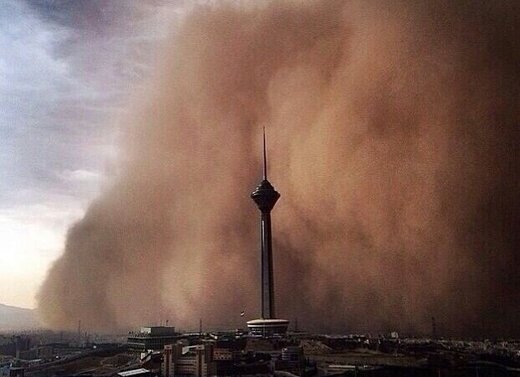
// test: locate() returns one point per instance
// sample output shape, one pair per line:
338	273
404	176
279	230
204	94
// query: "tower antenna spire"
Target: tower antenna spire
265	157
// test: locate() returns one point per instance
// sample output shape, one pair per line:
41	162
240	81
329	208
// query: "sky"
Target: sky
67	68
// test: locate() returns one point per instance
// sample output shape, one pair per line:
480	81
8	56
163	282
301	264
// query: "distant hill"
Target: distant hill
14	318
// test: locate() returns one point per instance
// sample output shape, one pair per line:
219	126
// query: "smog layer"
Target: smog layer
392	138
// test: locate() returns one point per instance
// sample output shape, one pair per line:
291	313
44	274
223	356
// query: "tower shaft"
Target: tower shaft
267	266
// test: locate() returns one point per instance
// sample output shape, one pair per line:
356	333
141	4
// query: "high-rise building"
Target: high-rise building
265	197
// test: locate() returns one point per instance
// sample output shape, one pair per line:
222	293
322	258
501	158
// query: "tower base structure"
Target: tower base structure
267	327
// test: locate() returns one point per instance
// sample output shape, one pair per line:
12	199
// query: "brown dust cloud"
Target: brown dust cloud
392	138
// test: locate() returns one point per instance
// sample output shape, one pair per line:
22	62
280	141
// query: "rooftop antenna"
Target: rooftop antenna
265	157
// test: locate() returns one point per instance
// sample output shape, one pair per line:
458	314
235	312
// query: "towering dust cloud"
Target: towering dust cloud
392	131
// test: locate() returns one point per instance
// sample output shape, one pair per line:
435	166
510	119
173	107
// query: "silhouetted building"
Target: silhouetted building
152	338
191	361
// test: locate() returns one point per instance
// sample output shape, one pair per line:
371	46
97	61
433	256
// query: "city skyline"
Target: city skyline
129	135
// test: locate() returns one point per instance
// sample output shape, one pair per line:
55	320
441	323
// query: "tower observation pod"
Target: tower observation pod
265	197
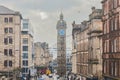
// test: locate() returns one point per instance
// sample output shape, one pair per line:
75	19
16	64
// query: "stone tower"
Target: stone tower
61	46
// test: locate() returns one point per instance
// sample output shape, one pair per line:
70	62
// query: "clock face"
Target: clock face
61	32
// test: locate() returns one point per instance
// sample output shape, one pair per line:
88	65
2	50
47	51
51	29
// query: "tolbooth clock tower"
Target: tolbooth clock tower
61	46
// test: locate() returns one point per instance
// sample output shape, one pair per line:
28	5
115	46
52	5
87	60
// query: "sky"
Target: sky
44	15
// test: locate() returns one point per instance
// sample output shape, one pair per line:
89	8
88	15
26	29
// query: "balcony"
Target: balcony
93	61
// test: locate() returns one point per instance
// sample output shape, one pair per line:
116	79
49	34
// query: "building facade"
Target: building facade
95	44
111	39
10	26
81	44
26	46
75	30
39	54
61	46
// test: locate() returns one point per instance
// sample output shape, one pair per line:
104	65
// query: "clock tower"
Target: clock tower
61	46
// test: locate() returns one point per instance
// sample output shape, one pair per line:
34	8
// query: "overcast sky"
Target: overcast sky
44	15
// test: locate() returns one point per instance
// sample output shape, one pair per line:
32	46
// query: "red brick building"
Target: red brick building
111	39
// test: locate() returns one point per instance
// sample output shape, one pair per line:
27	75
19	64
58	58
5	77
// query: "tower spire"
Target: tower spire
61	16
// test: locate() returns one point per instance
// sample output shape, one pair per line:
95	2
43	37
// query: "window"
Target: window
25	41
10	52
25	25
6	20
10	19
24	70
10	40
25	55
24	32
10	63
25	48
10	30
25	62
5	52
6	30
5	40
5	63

****************************************

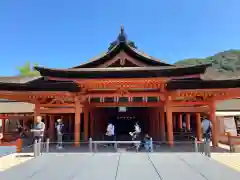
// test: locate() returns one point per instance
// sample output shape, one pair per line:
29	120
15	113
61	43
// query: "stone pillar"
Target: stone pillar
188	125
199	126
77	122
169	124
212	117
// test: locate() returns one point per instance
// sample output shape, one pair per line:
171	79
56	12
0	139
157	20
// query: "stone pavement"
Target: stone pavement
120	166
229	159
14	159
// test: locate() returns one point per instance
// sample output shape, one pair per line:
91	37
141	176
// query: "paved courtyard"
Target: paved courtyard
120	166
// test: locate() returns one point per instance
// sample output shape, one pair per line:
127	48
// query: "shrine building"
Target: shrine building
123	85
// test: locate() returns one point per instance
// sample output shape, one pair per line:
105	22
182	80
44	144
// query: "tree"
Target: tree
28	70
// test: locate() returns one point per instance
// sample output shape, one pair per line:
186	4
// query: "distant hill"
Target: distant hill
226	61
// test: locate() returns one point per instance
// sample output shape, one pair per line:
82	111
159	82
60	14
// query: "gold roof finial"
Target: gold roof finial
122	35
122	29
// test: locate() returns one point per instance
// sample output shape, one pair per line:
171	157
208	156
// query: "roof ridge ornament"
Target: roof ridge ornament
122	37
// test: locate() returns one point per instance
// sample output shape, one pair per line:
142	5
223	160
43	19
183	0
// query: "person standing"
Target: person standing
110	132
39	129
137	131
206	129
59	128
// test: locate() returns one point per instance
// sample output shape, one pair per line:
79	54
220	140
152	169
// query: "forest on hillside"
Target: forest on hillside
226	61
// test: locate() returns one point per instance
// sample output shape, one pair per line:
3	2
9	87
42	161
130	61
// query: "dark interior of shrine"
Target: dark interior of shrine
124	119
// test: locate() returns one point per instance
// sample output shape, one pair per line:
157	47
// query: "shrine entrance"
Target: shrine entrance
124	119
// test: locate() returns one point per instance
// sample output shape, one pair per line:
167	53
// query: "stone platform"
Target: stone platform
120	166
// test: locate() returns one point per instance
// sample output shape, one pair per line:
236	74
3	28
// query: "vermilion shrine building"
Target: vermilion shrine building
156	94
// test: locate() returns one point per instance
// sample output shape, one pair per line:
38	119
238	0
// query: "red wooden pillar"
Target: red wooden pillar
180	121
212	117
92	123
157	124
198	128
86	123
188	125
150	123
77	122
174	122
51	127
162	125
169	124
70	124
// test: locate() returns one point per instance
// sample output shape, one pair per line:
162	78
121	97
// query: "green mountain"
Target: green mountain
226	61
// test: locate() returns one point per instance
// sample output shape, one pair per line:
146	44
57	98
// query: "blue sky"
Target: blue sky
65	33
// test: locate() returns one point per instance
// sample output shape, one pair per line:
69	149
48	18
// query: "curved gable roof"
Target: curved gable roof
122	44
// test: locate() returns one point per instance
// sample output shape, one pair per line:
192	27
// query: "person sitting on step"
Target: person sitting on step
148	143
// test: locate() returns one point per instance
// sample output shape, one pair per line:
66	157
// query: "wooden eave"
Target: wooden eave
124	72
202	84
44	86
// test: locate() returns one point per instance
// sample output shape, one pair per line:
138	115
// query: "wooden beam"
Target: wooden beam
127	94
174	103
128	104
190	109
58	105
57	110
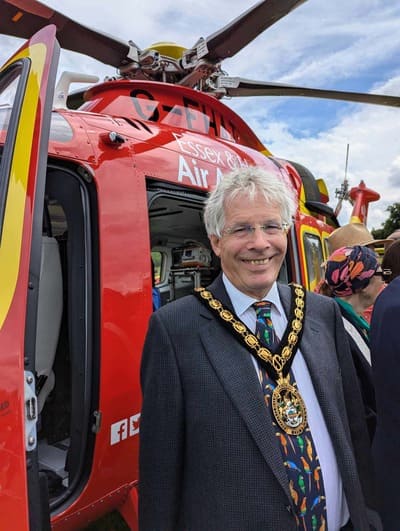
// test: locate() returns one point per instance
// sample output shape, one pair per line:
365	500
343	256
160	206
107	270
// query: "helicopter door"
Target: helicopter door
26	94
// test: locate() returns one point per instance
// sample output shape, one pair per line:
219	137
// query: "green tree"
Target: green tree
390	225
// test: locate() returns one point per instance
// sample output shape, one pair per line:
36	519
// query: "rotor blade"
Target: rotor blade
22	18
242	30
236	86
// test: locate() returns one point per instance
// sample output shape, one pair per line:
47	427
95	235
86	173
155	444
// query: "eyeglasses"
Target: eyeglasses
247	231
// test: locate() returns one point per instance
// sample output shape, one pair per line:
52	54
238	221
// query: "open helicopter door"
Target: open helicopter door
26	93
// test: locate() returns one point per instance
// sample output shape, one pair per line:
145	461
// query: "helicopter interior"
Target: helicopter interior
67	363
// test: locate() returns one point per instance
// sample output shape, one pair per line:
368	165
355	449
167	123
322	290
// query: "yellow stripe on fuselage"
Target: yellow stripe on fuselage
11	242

****************************************

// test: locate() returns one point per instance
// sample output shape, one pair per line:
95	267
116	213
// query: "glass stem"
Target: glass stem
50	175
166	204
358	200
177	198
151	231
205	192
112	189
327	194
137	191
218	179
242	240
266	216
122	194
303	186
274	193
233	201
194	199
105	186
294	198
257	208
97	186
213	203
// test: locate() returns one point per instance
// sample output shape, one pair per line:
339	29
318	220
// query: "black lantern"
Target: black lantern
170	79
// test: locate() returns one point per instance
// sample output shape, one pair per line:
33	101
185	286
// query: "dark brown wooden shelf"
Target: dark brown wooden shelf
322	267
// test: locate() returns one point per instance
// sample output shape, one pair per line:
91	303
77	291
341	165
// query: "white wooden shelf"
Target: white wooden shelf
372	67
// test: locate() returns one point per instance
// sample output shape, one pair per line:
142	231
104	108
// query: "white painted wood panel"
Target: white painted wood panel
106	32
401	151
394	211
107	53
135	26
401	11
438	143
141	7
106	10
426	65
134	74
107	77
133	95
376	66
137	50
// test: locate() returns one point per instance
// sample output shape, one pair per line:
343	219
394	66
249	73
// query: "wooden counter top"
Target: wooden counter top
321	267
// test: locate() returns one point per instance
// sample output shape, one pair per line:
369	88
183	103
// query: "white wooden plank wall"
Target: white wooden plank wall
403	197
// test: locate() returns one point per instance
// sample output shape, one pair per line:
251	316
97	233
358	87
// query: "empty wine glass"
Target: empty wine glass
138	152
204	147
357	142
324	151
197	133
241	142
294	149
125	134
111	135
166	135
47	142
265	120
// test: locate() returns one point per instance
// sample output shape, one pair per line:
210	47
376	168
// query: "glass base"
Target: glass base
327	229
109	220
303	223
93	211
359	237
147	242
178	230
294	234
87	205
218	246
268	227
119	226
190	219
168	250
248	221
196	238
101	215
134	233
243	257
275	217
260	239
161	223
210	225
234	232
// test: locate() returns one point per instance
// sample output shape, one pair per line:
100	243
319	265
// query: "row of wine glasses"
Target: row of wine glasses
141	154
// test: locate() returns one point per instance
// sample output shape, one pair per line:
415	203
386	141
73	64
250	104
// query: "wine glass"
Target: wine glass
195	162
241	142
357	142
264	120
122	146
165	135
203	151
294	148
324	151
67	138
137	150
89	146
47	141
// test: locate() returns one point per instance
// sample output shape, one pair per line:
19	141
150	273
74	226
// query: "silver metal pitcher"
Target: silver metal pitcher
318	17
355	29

****************************************

| GOAL |
Locate each line of the records that contains the word "brown" and copy those lines out in full.

| FINISHED ANSWER |
// query: "brown dust cloud"
Target: brown dust cloud
// query: "dark brown wooden shelf"
Target: dark brown wooden shelf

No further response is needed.